TEXT DER SEITE »
►

Das Unternehmen will sich auch stärker auf seinen Energiehandel und Investitionen in erneuerbare Energien wie Solar- und Windenergie sowie Speichermöglichkeiten verlagern. Und es gibt erste Bemühungen, in die Geschäftsbereiche Biokraftstoffe und Wasserstoff vorzudringen.
Dieser bunte Mischmasch könnte aber noch für neue Probleme sorgen. Denn einige Elemente dieser Strategie sind im Grunde konkurrierende Technologien. Bildlich gesprochen: Royal Dutch Shell wirft derzeit haufenweise Eier an die Wand und hofft darauf, dass sich am Ende genügend Eigelb für ein schmackhaftes Omelett finden lässt.
Entschuldung geplant
Alles in allem ist der Plan von Shell nicht per se schlecht. Aber für Anleger ist wichtig, das Ausmaß der Veränderung zu erkennen. Nimmt man das jährliche Kapitalbudget des Unternehmens in Höhe von 20 Mrd. USD als Grundlage, so sind davon etwa 12 Mrd. $ für die „Übergangs-“ und „Wachstumsgeschäfte“ vorgesehen.
Das ist eine riesige Menge an Ausgaben für eine Mischung aus verschiedenen Geschäftsbereichen, die sich möglicherweise nicht wie erwartet entwickeln. Oder zumindest über Jahre hinweg mehr Geld verschlingen werden, als Einnahmen hereinkommen.
Derweil wird das Unternehmen versuchen, seine langfristigen Schulden in Höhe von 91 Mrd. USD auf etwa 65 Mrd. USD zu reduzieren, was an und für sich schon in normalen Ölpreisphasen eine große Anstrengung bedeutet. Und bei all dem wird sich das Unternehmen mehr und mehr aus dem Ölgeschäft zurückziehen, das lange Zeit den zentralen Unternehmenskern darstellte.
Holprige Fahrt für Anleger
Der Kurs der Shell-Aktie hat sich in den letzten fünf Jahren ungefähr halbiert. Dennoch liegt die Rendite aufgrund der Dividendenkürzung derzeit nur bei 3,9 %. Das ist im Vergleich zum breiten Markt großzügig, liegt aber weit unter den Renditen von Konkurrenten wie Total und Chevron, die beide weiterhin ihre expansive Dividendenpolitik fortsetzen.

◄

ARBEITSAUFTRAG 1 » Kannst du aus dem Text über Shell alles von „Derweil wird das“ bis hinunter zu „zentralen Unternehmenskern darstellte.“ wortgetreu herausschreiben?
ARBEITSAUFTRAG 2 » Wie geht der Text über Shell nach seinem letzten Satz weiter? Führe ihn von dort aus fort.

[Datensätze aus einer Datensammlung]
►

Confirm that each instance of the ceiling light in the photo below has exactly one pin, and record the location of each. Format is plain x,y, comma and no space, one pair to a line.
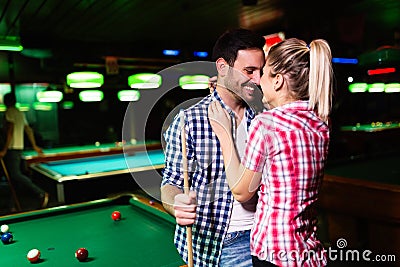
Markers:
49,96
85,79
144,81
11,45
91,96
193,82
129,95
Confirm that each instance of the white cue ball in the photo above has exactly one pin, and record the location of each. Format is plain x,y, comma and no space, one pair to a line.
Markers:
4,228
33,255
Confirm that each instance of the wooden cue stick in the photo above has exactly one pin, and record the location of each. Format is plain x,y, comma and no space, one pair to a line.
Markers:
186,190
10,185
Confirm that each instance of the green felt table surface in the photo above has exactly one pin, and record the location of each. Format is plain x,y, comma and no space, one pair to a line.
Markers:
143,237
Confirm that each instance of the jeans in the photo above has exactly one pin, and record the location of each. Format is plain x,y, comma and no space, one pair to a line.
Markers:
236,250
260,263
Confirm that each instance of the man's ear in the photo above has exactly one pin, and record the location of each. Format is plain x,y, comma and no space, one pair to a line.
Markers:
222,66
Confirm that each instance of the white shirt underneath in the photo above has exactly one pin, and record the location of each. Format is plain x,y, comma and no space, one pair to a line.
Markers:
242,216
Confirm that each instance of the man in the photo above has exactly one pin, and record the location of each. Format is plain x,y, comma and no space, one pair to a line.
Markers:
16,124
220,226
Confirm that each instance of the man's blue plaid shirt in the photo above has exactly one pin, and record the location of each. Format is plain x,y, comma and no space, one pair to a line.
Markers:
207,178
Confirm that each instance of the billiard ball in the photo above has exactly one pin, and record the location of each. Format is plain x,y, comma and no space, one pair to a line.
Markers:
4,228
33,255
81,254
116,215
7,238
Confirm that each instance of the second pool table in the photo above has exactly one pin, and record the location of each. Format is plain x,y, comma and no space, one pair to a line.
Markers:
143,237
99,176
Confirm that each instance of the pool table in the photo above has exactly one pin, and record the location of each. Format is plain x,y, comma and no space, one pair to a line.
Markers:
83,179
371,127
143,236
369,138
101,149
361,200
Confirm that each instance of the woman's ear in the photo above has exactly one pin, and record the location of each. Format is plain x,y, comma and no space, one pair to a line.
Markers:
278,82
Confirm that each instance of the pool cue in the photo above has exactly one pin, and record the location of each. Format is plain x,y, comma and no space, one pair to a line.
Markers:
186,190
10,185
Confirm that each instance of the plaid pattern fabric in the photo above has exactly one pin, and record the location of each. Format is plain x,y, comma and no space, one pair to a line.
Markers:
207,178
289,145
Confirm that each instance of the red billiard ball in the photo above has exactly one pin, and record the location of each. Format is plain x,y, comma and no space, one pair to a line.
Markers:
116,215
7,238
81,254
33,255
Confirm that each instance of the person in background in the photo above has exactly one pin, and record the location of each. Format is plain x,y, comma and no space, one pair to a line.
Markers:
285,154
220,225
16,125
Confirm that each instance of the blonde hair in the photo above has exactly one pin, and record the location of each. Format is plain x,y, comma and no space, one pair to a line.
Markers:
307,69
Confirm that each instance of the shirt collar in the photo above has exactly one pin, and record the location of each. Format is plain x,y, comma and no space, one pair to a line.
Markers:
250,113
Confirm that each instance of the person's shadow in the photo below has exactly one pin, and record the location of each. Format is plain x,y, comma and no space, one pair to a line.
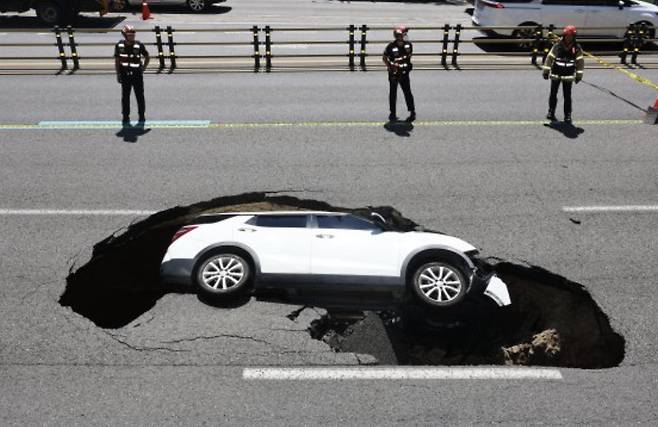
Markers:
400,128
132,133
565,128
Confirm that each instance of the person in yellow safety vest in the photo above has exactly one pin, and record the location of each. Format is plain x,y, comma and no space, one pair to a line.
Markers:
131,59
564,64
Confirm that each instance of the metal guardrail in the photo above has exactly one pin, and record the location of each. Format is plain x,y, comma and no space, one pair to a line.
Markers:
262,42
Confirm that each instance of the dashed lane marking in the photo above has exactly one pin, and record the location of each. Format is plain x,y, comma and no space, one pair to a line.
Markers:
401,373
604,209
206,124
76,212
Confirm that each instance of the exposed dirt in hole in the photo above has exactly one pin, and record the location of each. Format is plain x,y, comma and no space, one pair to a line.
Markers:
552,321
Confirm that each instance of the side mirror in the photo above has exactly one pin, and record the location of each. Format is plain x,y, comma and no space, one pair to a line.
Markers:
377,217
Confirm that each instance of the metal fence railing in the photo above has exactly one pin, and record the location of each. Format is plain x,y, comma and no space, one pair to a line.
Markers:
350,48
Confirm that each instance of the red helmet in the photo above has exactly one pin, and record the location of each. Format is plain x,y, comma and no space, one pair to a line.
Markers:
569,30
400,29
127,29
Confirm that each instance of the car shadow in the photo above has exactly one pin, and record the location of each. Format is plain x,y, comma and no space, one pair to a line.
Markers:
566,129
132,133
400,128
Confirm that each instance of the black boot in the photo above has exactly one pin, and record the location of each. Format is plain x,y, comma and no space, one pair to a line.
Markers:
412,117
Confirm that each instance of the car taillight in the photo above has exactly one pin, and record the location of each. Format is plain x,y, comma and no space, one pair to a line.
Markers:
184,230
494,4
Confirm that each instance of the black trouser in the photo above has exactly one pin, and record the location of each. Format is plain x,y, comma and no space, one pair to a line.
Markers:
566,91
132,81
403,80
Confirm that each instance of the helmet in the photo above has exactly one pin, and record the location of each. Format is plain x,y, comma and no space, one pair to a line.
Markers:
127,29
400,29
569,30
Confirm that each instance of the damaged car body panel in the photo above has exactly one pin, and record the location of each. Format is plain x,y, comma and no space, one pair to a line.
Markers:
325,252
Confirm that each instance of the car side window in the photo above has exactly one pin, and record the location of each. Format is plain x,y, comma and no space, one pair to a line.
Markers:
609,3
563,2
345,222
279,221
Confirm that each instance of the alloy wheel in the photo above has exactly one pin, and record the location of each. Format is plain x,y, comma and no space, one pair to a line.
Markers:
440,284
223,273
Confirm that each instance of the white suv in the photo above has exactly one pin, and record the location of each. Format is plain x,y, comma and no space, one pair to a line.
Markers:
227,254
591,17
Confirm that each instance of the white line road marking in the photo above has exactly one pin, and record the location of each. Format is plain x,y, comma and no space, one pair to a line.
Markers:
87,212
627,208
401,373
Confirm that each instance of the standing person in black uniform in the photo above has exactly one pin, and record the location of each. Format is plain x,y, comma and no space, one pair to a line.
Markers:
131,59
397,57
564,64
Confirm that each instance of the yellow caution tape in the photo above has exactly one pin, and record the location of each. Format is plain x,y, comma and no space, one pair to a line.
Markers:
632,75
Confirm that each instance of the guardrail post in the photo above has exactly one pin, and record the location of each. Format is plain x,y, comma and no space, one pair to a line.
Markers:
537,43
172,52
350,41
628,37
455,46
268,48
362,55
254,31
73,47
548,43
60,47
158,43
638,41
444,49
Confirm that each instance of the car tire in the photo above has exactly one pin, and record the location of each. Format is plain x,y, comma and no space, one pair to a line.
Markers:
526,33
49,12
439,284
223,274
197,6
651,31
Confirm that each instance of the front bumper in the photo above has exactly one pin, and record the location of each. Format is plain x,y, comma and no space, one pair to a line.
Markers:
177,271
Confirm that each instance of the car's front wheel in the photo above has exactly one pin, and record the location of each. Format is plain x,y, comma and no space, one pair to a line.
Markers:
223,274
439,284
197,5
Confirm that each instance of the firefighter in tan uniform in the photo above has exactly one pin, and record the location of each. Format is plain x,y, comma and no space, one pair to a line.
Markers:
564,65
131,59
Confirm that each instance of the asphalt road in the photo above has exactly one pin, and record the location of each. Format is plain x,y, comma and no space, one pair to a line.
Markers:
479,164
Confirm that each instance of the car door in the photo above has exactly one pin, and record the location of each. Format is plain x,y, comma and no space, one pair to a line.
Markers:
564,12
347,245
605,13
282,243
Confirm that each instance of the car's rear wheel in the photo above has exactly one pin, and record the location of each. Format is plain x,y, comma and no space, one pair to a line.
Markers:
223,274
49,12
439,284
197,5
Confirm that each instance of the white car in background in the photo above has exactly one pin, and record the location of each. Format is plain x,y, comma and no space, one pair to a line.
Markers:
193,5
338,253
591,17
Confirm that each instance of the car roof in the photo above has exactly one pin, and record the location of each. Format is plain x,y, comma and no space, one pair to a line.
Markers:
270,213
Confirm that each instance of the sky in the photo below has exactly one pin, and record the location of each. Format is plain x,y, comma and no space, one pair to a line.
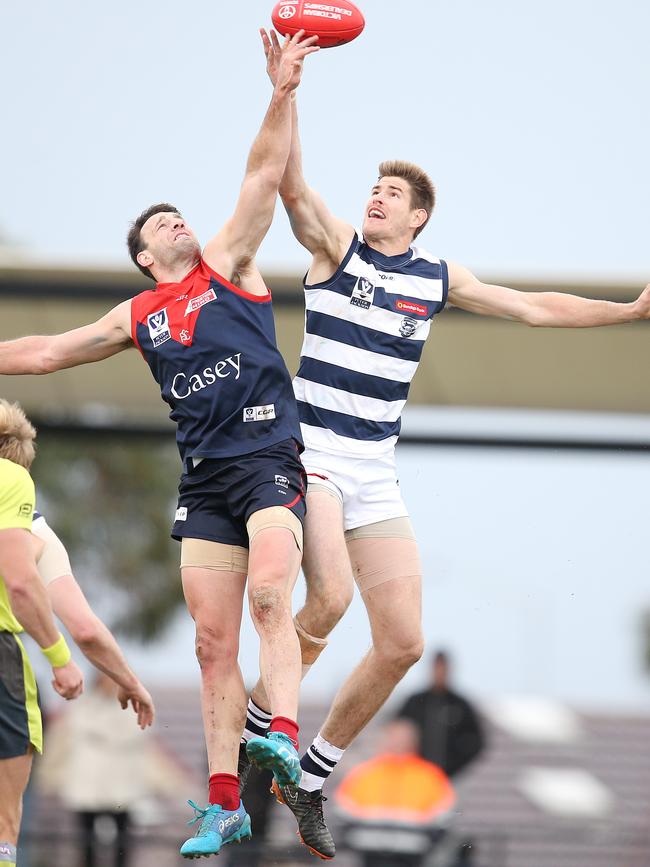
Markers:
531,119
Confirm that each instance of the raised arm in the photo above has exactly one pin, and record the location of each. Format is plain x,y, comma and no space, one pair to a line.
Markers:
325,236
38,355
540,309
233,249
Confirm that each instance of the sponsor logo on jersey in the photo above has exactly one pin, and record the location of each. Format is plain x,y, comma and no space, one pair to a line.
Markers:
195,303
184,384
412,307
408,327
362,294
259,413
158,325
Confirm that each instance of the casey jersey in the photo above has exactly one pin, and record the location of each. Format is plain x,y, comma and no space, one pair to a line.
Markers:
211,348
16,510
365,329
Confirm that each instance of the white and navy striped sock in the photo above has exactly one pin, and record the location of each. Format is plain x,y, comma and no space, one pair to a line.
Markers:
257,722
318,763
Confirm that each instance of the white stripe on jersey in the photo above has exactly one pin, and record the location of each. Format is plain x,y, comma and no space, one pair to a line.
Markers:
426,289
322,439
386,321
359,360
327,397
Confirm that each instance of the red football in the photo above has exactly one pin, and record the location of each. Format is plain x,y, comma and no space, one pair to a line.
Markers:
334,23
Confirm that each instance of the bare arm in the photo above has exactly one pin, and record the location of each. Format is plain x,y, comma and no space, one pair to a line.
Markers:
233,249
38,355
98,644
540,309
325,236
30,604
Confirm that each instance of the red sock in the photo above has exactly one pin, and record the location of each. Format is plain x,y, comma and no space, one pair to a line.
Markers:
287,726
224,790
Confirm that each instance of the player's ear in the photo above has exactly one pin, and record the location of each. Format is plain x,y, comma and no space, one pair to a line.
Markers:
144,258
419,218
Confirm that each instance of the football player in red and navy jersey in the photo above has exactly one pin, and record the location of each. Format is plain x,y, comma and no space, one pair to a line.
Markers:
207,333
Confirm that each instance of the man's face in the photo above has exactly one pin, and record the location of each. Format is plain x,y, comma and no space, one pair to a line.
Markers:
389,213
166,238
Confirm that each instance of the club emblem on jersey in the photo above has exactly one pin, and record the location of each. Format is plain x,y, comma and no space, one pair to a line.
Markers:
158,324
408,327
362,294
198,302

◄

LÖSUNG 1 »
Derweil wird das Unternehmen versuchen, seine langfristigen Schulden in Höhe von 91 Mrd. USD auf etwa 65 Mrd. USD zu reduzieren, was an und für sich schon in normalen Ölpreisphasen eine große Anstrengung bedeutet. Und bei all dem wird sich das Unternehmen mehr und mehr aus dem Ölgeschäft zurückziehen, das lange Zeit den zentralen Unternehmenskern darstellte.

LÖSUNG 2 »
Shell wird sich wahrscheinlich durch den beschriebenen Übergang durchwurschteln. Doch es besteht ein erhebliches Risiko, dass dies eine holprige Fahrt werden wird. Und wenn sich die Ölpreise erholen, könnte das Unternehmen aufgrund mangelnder Investitionen in seine alten Geschäftsbereiche gegenüber der übrigen Energiebranche ins Hintertreffen geraten, da keine vergleichbaren Einnahmen sprudeln. Die Aktie empfiehlt sich daher momentan nur für Investoren mit einem sehr langfristigen Anlagehorizont.
Shell-Aktien der Klasse A und B
Noch ein praktischer Tipp für Anleger, die sich für das Shell-Wertpapier interessieren: An den Börsen können Sie Aktien der Klasse A und B erwerben. Der wesentliche Unterschied zwischen beiden Typen betrifft das Börsenlisting und das jeweils zuständige Steuerrecht.
Shell-Aktien der Klasse A sind in den Niederlanden gelistet und mit einem Quellensteuerabzug in Höhe von 15 % belegt, wenn Sie eine Gewinnausschüttung erhalten. Dank der EU lässt sich dieser Steuerabzug aber direkt auf die Kapitalertragssteuer hierzulande anrechnen.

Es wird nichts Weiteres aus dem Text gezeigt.